# PROVIDED RECORDS

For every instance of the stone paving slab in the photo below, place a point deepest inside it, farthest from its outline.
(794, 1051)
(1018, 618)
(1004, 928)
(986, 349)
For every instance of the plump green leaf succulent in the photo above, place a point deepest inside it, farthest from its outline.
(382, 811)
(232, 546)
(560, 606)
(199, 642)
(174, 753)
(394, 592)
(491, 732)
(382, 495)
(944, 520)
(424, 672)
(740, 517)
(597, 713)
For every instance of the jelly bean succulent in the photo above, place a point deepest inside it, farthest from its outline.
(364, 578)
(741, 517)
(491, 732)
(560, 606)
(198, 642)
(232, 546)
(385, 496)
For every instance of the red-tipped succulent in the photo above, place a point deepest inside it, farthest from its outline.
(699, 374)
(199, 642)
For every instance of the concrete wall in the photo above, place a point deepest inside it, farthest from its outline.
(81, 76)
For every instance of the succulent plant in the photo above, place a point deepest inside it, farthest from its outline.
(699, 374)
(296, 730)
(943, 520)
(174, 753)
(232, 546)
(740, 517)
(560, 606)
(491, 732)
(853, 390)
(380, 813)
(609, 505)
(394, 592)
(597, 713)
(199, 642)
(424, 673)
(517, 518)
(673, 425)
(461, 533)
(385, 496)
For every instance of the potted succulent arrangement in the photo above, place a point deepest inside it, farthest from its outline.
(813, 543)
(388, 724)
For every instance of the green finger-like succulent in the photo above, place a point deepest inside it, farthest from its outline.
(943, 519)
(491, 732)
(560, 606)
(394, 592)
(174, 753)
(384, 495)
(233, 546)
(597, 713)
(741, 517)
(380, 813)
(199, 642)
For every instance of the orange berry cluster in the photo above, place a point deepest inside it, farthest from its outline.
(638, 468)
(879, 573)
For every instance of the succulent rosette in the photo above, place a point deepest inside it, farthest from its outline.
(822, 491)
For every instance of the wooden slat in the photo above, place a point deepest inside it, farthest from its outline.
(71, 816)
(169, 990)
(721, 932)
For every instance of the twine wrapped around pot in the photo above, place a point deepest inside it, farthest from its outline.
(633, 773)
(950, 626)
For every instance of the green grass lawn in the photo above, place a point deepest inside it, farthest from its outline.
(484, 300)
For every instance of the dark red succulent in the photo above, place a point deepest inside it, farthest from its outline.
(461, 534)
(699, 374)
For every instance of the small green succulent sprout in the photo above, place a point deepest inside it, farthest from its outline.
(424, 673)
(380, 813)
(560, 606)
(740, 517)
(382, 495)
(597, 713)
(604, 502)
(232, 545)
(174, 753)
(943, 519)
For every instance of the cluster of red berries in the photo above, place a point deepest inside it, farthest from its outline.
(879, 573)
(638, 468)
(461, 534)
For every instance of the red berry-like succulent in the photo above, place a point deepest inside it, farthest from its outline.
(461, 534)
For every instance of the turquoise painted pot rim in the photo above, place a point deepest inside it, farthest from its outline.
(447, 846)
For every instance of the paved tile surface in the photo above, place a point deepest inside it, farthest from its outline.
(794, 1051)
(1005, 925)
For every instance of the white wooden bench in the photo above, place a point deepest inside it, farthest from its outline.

# DESCRIPTION OF THE TASK
Reproduce the material in full, with no word added or dropped.

# RESPONSE
For every instance of the stone paving slab in the photo below, place a point deepest inside it, farthest from its outline.
(794, 1051)
(1018, 618)
(1004, 928)
(986, 349)
For every instance of the plump green leaf succulent in the photo above, place a point deepest inside it, farthest from its outline.
(382, 811)
(232, 546)
(560, 606)
(199, 642)
(174, 753)
(394, 592)
(491, 732)
(382, 495)
(944, 520)
(424, 672)
(740, 517)
(597, 713)
For every instance of the jelly bean succulent in the photo above, place a point deepest inside it, farthest from its outline.
(364, 578)
(741, 517)
(491, 732)
(560, 606)
(198, 642)
(232, 546)
(385, 496)
For every instance of the red-tipped succulent in the photo above, place a point deepest inside it, farthest from its outline.
(699, 374)
(199, 642)
For every instance of the concrete wall in the photo above, place a point deepest inside it, farthest from its outline.
(81, 76)
For every instance of the succulent plant in the photo above, place a point deepest inside it, farthest from its outline.
(699, 374)
(296, 730)
(943, 520)
(174, 753)
(232, 546)
(740, 517)
(560, 606)
(491, 732)
(853, 390)
(380, 813)
(609, 505)
(394, 592)
(597, 713)
(199, 642)
(424, 673)
(517, 518)
(673, 425)
(461, 533)
(385, 496)
For every instance of the potted succulent arrangement in the photo above, place a point deepest inside it, farthest from its outline.
(813, 543)
(388, 724)
For every instance of the green finger-like succulent in the photo above, place a point deepest inside it, farthest from its outline.
(943, 519)
(491, 732)
(560, 606)
(394, 592)
(174, 753)
(384, 495)
(233, 546)
(597, 713)
(741, 517)
(380, 813)
(199, 642)
For every instance of the orange berry cluster in the photo above, place a point deepest inside it, farthest from its outline.
(638, 468)
(879, 573)
For every instance of the succulent rosette in the photo above, place a point deepest inside it, farthest from its outline.
(822, 491)
For every instance of the wooden slat in the photo above, place a point deepest inside it, farthest from its outline.
(71, 816)
(169, 990)
(721, 932)
For every instance of the twine wrapped around pot in the photo above, place a point deepest inside it, farthest from its outline.
(633, 773)
(950, 626)
For every instance of the green grass lawn in the photo above, place a point deepest inside it, farthest from its outline.
(484, 300)
For every instance of the dark red succulent in the photo above, place a point deepest inside it, farthest from its outline.
(461, 534)
(699, 374)
For every instance of the small green succulent sprout in the photo above, place a point deepest inside it, farthest from its outline.
(424, 673)
(380, 813)
(560, 606)
(740, 517)
(382, 495)
(597, 713)
(604, 502)
(232, 545)
(174, 753)
(943, 519)
For every instance of the cluster of red berries in the photo above, place a point deepest inside it, farthest from its outline.
(879, 573)
(638, 468)
(461, 534)
For every instance of the red berry-like succulent in the photo above, place a point deepest inside it, farthest from its outline.
(461, 534)
For every instance of the turquoise painted pot rim in the photo above, place a point deepest inside it, farthest from its outline.
(447, 846)
For every instance of the paved tile surface in the photo above, place a point deepest inside it, farthest from its outline.
(794, 1051)
(1005, 925)
For every instance of the white wooden bench in the photo above, place a point deepest inside it, farthest from its outline.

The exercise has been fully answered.